Exercises to complete ▸
- a) Reproduce the First Novel Award text between "On Thursday, Alix" and "and Margaret Laurence.)", inclusive.
- b) In the First Novel Award text, how much money did the two 1977 winners share?

Selected text ▸
++++++

In March, 1977, a pair of debut novelists split a brand-new literary prize, the Books in Canada First Novel Award. Sharing $1,000 were Ian McLachlan for The Seventh Hexagram, long out-of-print, who went on to publish several more novels, plays, and books of non-fiction and is currently professor emeritus at Trent University in Peterborough, and Michael Ondaatje for Coming Through Slaughter, a fictionalized life of the jazz great Buddy Bolden. Ondaatje went on to enjoy one of the most successful careers of any Canadian author of the latter half of the 20th century, collecting major literary awards ranging from from the Booker to the Giller.

On Thursday, Alix Hawley was named the latest winner of the Amazon.ca First Novel Award, as the prize is now known, for her novel All True Not A Lie In It. The 39-year-old resident of Kelowna, B.C. joins an impressive list of authors whose careers have been launched, in part, by the prize: Joy Kogawa, W.P. Kinsella, Wayne Johnston, Nino Ricci, Rohinton Mistry, Anne Michaels, Joseph Boyden, Eleanor Catton. (An earlier, similar prize for a Canadian debut novel – the Beta Sigma Phi Award – was awarded between 1956 and 1967 and featured a similarly impressive list of recipients, including Brian Moore, Sheila Watson, and Margaret Laurence.)

++++++

Material provided ▸
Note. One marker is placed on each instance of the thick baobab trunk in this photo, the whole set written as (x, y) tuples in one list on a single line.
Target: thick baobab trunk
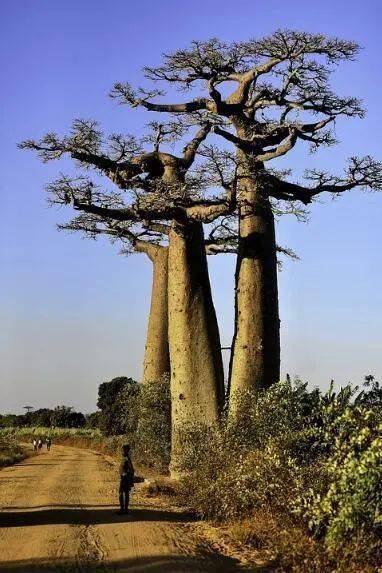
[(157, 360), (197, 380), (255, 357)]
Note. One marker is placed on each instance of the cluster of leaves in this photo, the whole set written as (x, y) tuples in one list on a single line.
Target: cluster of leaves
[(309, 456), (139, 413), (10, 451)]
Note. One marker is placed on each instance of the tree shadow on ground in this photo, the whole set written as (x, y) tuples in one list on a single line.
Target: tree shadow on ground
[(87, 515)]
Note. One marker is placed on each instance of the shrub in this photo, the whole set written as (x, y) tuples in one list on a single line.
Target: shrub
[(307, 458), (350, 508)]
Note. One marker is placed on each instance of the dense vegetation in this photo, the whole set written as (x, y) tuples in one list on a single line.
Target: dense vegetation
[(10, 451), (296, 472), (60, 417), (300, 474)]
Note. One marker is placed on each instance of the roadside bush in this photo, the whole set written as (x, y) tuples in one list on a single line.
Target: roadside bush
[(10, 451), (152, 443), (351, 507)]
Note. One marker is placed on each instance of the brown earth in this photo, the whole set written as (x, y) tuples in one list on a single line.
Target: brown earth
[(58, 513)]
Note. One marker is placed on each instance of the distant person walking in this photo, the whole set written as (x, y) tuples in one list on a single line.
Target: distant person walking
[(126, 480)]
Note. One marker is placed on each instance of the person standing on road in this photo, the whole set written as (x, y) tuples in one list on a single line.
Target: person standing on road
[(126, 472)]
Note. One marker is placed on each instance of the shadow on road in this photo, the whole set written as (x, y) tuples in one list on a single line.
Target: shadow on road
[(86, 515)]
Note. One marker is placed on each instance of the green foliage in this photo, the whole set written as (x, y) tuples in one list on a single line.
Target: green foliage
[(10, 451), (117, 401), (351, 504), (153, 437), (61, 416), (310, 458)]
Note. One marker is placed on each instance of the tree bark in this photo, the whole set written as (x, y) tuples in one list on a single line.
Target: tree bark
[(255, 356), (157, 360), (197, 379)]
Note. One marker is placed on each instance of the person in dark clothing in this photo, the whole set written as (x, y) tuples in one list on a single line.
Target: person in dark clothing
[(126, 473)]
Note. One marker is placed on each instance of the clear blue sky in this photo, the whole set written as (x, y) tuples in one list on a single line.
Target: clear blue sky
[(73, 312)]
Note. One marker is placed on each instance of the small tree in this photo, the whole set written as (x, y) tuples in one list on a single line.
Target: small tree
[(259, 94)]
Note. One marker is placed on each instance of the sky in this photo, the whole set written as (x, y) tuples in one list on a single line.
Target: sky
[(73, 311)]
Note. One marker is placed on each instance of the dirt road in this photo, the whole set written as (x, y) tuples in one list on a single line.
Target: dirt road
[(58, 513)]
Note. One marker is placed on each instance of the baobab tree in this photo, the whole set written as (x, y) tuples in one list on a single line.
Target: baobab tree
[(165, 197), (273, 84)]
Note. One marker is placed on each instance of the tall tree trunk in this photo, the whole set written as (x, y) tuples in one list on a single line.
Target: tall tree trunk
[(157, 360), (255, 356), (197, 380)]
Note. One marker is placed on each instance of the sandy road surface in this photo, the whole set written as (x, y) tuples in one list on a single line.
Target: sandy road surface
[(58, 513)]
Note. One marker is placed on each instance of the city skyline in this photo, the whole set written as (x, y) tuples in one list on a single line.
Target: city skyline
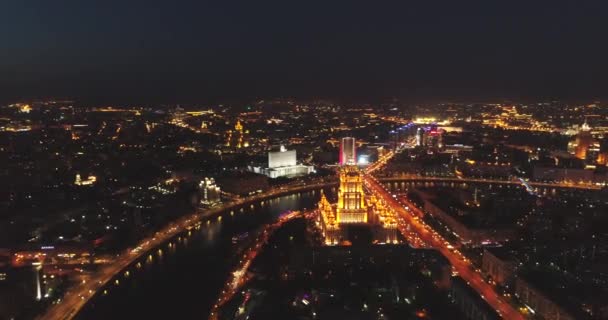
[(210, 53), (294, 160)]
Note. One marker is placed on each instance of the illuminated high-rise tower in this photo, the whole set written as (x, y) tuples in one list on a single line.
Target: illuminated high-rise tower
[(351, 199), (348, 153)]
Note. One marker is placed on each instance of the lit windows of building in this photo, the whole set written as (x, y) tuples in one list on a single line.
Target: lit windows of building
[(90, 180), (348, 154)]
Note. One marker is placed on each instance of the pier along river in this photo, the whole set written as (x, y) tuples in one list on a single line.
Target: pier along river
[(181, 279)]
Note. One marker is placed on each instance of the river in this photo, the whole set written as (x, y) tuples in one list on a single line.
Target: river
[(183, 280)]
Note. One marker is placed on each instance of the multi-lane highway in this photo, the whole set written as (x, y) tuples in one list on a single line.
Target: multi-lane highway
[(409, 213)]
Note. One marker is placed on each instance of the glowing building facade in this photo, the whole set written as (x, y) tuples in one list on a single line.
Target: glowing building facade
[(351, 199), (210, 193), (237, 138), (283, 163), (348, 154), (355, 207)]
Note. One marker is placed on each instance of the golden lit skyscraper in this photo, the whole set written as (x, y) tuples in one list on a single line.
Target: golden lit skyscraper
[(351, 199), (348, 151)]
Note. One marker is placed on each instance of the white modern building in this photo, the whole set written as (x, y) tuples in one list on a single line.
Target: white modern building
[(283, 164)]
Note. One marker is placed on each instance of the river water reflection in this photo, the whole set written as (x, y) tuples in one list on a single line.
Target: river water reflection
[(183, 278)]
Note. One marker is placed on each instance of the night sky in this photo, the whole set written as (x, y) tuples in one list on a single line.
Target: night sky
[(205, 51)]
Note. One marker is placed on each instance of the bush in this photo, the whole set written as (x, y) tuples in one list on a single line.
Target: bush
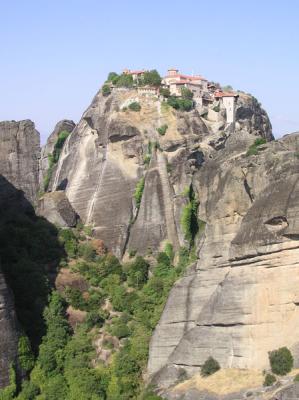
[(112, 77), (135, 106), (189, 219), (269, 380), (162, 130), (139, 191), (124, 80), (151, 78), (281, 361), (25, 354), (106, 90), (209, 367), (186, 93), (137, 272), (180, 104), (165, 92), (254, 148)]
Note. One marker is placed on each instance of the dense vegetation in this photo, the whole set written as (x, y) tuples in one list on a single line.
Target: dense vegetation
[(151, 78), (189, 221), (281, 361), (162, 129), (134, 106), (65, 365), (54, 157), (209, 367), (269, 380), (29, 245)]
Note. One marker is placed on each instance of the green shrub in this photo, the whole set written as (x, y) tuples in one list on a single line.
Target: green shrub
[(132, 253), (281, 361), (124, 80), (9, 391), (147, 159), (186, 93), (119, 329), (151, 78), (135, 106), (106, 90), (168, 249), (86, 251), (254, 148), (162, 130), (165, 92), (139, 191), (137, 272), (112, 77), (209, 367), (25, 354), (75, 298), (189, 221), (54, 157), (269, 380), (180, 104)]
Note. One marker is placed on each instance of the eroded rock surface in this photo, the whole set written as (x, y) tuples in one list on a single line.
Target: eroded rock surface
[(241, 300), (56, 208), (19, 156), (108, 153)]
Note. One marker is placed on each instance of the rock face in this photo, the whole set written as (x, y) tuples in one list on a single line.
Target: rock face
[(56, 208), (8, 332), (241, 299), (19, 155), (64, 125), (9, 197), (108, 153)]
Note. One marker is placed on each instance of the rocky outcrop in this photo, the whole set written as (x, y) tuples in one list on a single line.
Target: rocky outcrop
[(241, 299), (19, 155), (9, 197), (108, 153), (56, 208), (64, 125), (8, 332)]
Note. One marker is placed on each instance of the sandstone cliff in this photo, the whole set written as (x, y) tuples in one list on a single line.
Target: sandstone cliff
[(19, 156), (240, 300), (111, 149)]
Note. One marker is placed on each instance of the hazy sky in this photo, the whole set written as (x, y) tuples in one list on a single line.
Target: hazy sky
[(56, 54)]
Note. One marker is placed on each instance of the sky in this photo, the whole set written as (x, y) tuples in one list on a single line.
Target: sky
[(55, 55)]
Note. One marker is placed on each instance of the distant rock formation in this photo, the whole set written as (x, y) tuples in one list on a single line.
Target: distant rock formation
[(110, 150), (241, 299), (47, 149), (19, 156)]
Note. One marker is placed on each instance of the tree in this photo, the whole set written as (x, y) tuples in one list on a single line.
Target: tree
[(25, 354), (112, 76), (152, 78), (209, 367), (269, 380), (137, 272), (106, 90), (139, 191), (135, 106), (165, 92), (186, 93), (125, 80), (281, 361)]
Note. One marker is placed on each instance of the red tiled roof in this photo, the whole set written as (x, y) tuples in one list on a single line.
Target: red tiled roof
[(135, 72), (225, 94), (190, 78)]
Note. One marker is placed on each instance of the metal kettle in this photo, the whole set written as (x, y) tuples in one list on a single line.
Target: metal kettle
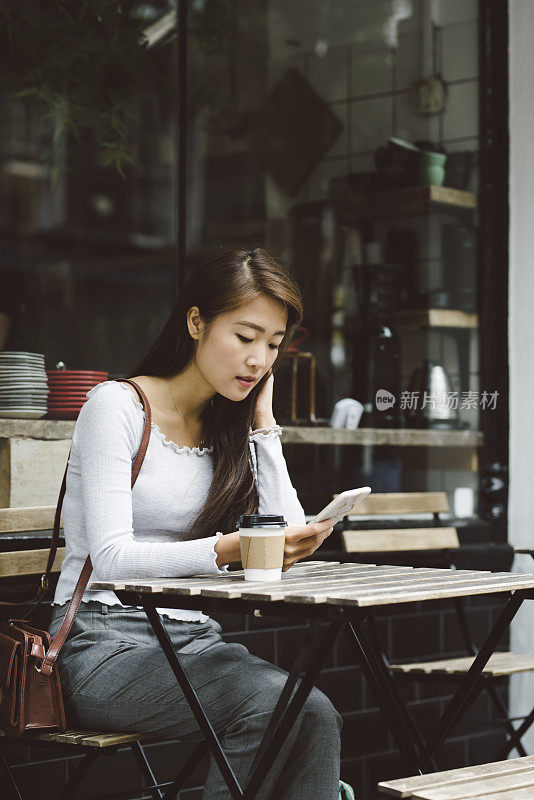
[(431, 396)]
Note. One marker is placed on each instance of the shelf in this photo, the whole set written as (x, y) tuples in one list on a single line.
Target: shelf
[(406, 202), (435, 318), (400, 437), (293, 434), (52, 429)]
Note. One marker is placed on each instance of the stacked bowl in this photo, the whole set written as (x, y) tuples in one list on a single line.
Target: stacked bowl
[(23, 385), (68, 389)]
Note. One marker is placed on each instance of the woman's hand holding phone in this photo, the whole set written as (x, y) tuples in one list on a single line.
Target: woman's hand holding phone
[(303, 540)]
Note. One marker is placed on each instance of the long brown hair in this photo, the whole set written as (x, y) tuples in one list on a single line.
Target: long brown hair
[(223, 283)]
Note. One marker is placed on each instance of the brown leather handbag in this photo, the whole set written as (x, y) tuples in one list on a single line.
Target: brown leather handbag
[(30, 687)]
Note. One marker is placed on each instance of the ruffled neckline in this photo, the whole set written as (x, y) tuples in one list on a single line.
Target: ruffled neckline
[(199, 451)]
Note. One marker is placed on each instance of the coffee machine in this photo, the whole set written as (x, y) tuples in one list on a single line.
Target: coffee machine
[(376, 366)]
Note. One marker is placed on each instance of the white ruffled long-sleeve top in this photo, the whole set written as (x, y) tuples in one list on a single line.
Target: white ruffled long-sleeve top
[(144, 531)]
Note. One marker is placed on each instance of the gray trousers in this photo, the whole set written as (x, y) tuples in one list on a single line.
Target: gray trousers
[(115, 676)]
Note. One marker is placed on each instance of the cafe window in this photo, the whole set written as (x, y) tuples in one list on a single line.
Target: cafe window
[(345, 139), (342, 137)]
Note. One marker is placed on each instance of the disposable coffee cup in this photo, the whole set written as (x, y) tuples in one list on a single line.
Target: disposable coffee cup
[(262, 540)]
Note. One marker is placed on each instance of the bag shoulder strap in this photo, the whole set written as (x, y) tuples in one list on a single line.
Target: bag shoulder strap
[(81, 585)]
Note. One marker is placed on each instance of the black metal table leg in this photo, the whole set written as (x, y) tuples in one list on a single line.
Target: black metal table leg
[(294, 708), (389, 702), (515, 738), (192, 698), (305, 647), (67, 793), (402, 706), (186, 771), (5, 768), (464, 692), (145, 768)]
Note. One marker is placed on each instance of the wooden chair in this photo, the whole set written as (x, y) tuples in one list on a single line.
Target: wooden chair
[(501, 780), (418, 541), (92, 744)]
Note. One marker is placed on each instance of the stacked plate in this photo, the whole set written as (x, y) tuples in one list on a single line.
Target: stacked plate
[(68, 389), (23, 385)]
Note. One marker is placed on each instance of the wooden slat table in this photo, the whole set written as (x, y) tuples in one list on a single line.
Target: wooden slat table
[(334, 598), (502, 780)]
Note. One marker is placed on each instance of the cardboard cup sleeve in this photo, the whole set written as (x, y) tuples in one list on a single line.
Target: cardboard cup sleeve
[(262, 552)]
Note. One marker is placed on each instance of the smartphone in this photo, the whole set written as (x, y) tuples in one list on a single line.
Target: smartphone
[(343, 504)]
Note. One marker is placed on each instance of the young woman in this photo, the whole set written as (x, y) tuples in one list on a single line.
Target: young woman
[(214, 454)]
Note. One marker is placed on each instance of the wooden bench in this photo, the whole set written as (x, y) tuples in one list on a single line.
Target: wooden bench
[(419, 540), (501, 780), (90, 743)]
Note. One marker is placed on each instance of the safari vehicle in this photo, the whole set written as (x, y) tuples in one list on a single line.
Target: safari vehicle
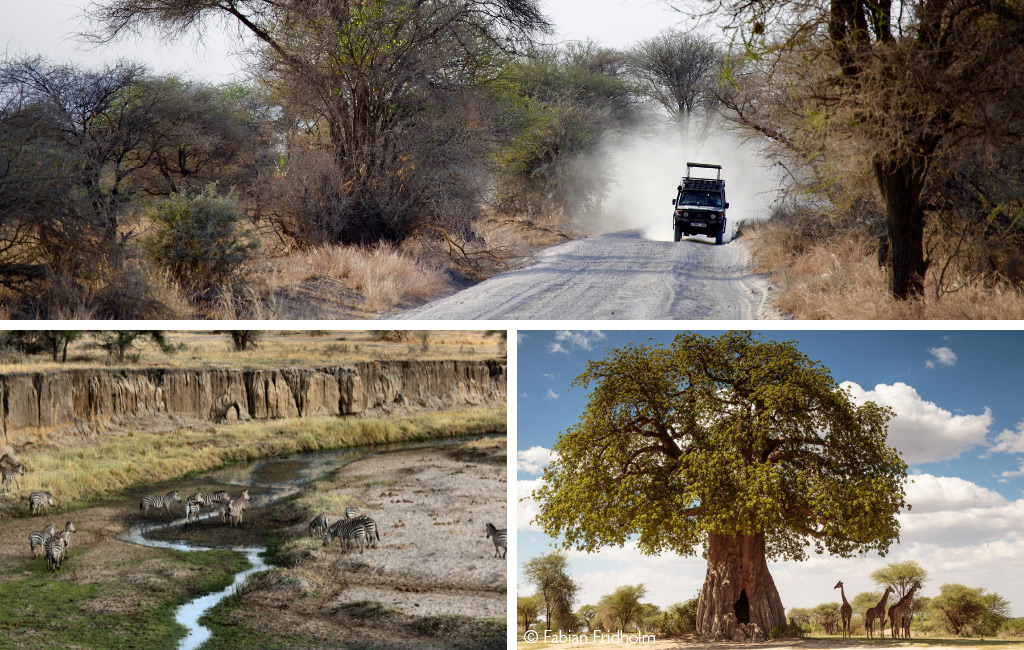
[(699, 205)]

++++++

Written answers ▸
- a)
On Thursday, Alix Hawley was named the latest winner of the Amazon.ca First Novel Award, as the prize is now known, for her novel All True Not A Lie In It. The 39-year-old resident of Kelowna, B.C. joins an impressive list of authors whose careers have been launched, in part, by the prize: Joy Kogawa, W.P. Kinsella, Wayne Johnston, Nino Ricci, Rohinton Mistry, Anne Michaels, Joseph Boyden, Eleanor Catton. (An earlier, similar prize for a Canadian debut novel – the Beta Sigma Phi Award – was awarded between 1956 and 1967 and featured a similarly impressive list of recipients, including Brian Moore, Sheila Watson, and Margaret Laurence.)

- b) $1,000